:: READING PASSAGE ::
Tuesday, 2 June 2015

buckets @ The Orange Tree Theatre

buckets @ The Orange Tree Theatre

It’s fitting that Paul Miller, Artistic Director at the Orange Tree Theatre, should end his first season with a piece of new writing. The success of Pomona, Little Light and The Distance (for example) have all contributed to an eye-opening season for the theatre. buckets follows suit.

The first full-length play from writer Adam Barnard, buckets is quite the philosophical thinkpiece. His subject: death. The internet is filled with bucket lists – 100 Things To Do Before You Die etc – but if our lives can be considered buckets in which to pour experience, how best to fill them?

:: WORK REQUEST A ::
Answer these questions using the piece on buckets at the Orange Tree Theatre:
(i) Who is the Artistic Director at the Orange Tree Theatre?
(ii) Who wrote buckets?
(iii) What is the subject of buckets?
:: WORK REQUEST B ::
Reproduce the piece on buckets at the Orange Tree Theatre word for word, from "It’s fitting that" to "to fill them?".

:: Source records ::
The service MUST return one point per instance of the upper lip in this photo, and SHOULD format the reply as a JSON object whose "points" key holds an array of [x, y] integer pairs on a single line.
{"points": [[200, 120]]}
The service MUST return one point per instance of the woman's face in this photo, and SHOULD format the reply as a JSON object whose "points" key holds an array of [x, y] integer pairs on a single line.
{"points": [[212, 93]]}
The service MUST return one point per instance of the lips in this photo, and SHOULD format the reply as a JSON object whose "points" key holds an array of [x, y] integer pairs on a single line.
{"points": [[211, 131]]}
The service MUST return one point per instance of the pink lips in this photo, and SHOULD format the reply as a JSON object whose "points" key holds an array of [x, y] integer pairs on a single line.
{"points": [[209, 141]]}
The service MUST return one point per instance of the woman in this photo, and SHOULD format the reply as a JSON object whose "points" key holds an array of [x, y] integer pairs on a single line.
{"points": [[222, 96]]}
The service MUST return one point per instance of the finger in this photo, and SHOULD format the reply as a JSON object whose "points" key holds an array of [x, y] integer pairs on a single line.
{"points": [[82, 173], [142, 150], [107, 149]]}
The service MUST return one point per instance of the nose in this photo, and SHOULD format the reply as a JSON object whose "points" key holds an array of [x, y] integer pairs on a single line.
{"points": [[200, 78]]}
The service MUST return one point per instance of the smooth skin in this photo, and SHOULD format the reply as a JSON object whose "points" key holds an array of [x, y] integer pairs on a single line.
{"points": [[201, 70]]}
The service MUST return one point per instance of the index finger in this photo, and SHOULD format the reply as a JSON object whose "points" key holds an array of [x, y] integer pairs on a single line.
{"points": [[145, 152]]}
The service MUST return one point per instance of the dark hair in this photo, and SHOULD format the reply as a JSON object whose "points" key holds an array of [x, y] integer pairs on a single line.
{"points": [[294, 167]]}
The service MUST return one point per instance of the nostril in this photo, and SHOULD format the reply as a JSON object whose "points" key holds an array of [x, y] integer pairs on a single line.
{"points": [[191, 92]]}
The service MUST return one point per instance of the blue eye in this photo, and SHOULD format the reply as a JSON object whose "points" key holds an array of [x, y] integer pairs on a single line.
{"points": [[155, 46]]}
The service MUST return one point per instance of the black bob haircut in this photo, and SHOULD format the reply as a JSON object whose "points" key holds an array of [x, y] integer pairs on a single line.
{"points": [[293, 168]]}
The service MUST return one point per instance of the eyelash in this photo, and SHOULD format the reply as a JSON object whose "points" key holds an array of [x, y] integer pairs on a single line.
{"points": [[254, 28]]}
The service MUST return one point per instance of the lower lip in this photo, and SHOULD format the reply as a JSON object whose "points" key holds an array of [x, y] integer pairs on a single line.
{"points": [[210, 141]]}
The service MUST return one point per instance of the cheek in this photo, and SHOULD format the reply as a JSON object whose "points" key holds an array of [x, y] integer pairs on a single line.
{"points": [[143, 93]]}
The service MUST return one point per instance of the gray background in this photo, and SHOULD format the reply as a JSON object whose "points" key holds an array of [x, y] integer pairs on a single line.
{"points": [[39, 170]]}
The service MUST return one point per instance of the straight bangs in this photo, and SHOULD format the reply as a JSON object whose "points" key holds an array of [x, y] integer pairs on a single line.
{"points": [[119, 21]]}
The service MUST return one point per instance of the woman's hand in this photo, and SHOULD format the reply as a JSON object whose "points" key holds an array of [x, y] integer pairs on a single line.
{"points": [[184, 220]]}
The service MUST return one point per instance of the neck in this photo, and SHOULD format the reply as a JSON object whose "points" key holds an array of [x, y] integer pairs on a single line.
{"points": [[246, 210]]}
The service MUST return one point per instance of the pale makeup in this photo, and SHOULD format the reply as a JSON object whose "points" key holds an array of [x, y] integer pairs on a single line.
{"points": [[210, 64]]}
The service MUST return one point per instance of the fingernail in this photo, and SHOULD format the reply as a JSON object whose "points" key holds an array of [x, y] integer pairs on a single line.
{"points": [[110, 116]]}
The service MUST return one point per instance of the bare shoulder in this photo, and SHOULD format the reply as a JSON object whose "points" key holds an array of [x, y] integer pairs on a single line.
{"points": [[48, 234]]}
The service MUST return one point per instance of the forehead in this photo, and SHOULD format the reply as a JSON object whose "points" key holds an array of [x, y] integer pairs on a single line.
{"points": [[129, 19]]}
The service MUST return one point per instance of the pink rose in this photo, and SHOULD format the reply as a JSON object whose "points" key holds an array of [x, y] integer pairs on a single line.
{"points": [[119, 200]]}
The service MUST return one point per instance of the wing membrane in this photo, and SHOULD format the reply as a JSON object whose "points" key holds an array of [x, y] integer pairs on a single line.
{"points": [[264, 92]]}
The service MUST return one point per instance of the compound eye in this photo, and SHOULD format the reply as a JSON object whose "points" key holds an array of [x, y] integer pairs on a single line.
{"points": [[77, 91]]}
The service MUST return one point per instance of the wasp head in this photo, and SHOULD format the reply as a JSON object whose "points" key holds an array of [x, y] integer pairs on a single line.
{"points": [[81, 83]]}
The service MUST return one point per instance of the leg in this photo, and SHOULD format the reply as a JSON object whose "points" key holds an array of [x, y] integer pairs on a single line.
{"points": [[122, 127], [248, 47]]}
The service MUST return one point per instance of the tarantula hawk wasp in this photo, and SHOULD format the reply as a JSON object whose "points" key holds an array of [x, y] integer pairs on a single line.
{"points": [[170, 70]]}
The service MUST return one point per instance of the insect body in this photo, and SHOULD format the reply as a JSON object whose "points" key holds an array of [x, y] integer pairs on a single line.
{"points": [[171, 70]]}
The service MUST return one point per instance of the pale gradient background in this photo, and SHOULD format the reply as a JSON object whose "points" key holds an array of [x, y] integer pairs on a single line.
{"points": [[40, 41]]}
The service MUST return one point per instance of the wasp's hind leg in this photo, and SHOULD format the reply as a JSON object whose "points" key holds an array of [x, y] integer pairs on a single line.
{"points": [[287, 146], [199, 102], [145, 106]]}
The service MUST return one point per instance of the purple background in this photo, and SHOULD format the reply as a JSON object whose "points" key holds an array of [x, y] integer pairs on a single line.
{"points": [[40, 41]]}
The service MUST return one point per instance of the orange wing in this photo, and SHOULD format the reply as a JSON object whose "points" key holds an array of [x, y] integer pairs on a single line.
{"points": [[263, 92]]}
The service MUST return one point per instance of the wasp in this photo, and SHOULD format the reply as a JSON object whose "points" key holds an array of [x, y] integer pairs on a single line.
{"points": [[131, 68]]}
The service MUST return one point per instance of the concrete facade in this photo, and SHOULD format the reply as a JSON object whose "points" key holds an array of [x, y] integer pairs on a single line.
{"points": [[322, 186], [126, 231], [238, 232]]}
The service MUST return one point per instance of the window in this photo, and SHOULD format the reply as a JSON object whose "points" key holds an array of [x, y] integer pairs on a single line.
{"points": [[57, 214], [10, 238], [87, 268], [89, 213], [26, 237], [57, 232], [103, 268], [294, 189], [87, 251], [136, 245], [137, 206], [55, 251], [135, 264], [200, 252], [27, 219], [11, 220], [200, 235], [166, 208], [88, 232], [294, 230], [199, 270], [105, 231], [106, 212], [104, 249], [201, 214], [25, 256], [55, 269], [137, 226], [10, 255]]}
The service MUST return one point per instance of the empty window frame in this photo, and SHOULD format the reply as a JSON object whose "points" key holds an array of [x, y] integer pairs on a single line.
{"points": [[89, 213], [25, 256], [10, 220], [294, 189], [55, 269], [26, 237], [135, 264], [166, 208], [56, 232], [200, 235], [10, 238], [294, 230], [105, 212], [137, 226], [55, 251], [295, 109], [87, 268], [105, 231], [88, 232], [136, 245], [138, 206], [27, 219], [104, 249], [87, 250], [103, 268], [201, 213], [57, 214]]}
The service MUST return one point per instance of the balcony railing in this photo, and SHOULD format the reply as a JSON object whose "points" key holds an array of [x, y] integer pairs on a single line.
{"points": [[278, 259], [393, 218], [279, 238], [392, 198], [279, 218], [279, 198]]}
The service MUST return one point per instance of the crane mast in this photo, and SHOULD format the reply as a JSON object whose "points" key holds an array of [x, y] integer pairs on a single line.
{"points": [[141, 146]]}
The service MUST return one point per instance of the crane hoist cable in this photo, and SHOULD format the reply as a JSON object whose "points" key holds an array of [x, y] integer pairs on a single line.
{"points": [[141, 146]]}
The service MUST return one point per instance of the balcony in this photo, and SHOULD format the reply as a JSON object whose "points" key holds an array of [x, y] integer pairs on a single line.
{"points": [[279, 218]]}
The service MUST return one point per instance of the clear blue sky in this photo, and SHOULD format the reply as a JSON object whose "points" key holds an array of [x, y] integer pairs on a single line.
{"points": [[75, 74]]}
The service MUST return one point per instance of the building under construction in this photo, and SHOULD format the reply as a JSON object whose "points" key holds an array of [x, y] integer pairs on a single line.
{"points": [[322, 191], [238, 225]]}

:: EXERCISE ANSWER A ::
(i) Paul Miller
(ii) Adam Barnard
(iii) Death

:: EXERCISE ANSWER B ::
It’s fitting that Paul Miller, Artistic Director at the Orange Tree Theatre, should end his first season with a piece of new writing. The success of Pomona, Little Light and The Distance (for example) have all contributed to an eye-opening season for the theatre. buckets follows suit.

The first full-length play from writer Adam Barnard, buckets is quite the philosophical thinkpiece. His subject: death. The internet is filled with bucket lists – 100 Things To Do Before You Die etc – but if our lives can be considered buckets in which to pour experience, how best to fill them?